#### PASSAGE
The virus is largely preventable thanks to vaccines, but many cannot access testing due to geographic, financial, or other reasons.
Now, a new initiative is aiming to raise awareness and improve accessibility to testing. Here, Diane Harper, M.D., M.P.H. M.S., discusses the initiative and the importance of screening for HPV.
What is the Last Mile Initiative?
The Last Mile Initiative is a partnership through the National Cancer Institutes to assess effectiveness of self-collection based HPV testing for cervical cancer.
A nationwide trial – called SHIP, short for Self-collection for HPV testing to Improve Cervical Cancer Prevention – is the main tool to assess the change in screening.
What’s the goal of SHIP?
The SHIP Trial will provide an independent platform to evaluate the usability, acceptability, and accuracy of multiple self-collection device-assay combinations for the detection of cancer-causing types of HPV.
Why is this HPV initiative important?
Fifty percent of women diagnosed with cervical cancer are not detected by screening. Over half of the cancers occur because women do not screen.
If we had something feasible, pleasant, useable, and empowering for women, they might screen and the cancer could be detected at the pre-cancer stages.
How does this HPV initiative support accessibility in testing?
There’s significant potential to address a persistent cancer health disparity by expanding cervical cancer screening access to those individuals who are never screened or under-screened due to lack of health care access, cultural concerns, or other health inequalities.
########
WHAT YOU ARE ASKED TO DO:
In the passage on the HPV testing initiative, what does the trial name SHIP stand for?
#### RECORDED INFORMATION
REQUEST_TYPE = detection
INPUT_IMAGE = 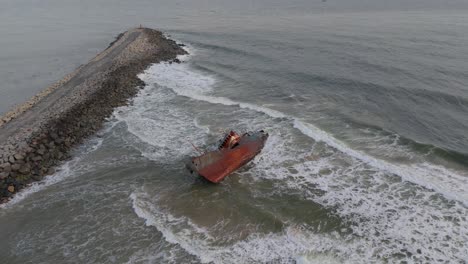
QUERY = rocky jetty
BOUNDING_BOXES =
########
#### RECORDED INFORMATION
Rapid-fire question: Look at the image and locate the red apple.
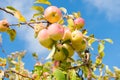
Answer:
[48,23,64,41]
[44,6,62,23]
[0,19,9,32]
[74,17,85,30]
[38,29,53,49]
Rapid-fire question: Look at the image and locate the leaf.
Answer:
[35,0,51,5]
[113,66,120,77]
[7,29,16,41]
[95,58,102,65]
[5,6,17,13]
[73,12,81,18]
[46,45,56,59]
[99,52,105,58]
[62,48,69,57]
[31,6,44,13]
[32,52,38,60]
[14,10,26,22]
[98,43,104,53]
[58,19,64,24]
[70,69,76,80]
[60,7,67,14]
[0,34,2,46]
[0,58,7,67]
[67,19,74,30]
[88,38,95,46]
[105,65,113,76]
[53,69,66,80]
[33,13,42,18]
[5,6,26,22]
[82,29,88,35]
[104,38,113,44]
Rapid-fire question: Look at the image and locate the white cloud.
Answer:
########
YOUR SOLUTION:
Self-collection for HPV testing to Improve Cervical Cancer Prevention